= TEXT PROVIDED =

So how might the game play out? Germany will be expected to dominate possession and territory, but the worry is exactly how they convert that control into clear chances - Slovakia showed that German possession can be porous without intensity and cleverness in the final third.
Based on the personnel Nagelsmann used against Slovakia and the tweaks most outlets reckon he’ll make, a likely Germany XI could look like this:
Germany (4-2-3-1): Baumann - Mittelstädt, Rüdiger, Tah, Raum - Goretzka, Kimmich - Gnabry, Wirtz, Adeyemi - Woltemade
Returning Joshua Kimmich to the right-back position would be one option. However, that would mean admitting that moving him to central midfield was a mistake. A more likely scenario would be to play Maximilian Mittelstädt on the unfamiliar right side. The Stuttgart player has already proven in the past that he is a versatile player - most recently against Slovakia, where he was used as the right-back for the second half.
Goretzka was not at his best in a more forward position against Slovakia and is therefore likely to return to the double pivot and next to his Bayern teammate Kimmich. In front of them, Adeyemi, who looked energetic when he came on in Bratislava, is likely to get a shot in the starting eleven; Nadiem Amiri or Jamie Leweling could also be candidates for this positions, though.
Northern Ireland will likely stick with the XI that beat Luxembourg, the same compact, hard-working group that combines experienced pros with hungry youngsters - only midfielder Saville and defender McConville could really come into consideration:
Northern Ireland (3-4-2-1): Peacock-Farrell - Toal, McNair, Hume - Bradley, McCann, Charles, Devenny - Galbraith, Price - Reid
If Germany fail to win this game, the country will go into somewhat of a panic state and the backlash would be huge: in a group consisting of them, Slovakia, Luxembourg and Northern Ireland, the Germans are expected to finish first - no doubt about it. Besides that, Germany need to win matches in order to stay in the top 9 of FIFA's world ranking: only the top 9, assuming all of them qualify for the 2026 World Cup, will be the head of each individual group at the tournament, which is something Germany would definitely like to be.
Let's see if Nagelsmann and his boys can send their fans home happy this time - or if Bastian Schweinsteiger, as he did after the loss against Slovakia, will point to the unhappy and disappointed fans again after the final whistle.

= DATA ROWS =
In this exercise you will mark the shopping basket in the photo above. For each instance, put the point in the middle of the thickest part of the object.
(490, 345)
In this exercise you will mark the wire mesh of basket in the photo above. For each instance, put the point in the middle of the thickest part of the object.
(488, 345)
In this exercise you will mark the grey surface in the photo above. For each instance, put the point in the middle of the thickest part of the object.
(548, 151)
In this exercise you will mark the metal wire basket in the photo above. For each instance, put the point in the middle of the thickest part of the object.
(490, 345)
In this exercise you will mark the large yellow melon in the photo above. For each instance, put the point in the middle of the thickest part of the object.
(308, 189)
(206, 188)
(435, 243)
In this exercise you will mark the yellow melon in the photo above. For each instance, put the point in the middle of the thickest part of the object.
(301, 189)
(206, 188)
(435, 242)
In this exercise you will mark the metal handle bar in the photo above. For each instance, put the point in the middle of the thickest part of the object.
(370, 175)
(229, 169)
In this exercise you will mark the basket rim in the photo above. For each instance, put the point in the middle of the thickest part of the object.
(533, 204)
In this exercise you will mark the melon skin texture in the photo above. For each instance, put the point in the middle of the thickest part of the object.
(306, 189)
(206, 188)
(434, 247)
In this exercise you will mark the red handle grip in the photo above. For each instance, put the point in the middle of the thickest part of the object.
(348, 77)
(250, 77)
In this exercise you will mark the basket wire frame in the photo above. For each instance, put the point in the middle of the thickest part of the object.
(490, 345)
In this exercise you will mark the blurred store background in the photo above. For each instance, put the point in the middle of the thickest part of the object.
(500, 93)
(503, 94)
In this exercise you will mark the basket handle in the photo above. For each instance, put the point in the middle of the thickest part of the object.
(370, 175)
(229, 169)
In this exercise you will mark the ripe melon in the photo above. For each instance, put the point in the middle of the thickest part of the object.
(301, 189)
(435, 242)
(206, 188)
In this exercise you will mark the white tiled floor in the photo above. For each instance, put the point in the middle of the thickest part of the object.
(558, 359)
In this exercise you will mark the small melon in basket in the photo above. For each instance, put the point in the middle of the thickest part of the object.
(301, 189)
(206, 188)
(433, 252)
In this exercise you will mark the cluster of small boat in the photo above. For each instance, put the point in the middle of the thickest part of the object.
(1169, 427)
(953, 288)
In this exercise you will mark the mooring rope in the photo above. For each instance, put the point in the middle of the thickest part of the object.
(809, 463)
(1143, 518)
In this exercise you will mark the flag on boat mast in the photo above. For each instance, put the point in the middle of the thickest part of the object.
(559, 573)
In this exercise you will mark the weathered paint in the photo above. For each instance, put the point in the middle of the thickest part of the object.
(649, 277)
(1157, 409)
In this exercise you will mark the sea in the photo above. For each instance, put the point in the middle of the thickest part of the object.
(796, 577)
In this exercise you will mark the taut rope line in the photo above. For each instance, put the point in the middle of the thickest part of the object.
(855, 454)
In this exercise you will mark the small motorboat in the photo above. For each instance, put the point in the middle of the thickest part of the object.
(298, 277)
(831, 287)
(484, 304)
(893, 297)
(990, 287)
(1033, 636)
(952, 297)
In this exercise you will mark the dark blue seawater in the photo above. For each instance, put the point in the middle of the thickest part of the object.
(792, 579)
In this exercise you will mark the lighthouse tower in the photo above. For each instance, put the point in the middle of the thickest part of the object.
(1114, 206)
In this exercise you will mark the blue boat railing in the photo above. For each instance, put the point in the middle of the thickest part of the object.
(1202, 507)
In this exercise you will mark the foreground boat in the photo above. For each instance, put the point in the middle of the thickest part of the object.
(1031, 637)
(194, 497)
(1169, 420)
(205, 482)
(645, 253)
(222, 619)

= GIVEN EXERCISE 1 =
In the match preview, where did Mittelstädt play in the second half against Slovakia?
= GIVEN EXERCISE 2 =
Identify and copy every line of the records that contains the string "grip". Matching is case-sensitive.

= EXERCISE RESPONSE 1 =
He played right-back.

= EXERCISE RESPONSE 2 =
In this exercise you will mark the red handle grip in the photo above. For each instance, put the point in the middle of the thickest part of the object.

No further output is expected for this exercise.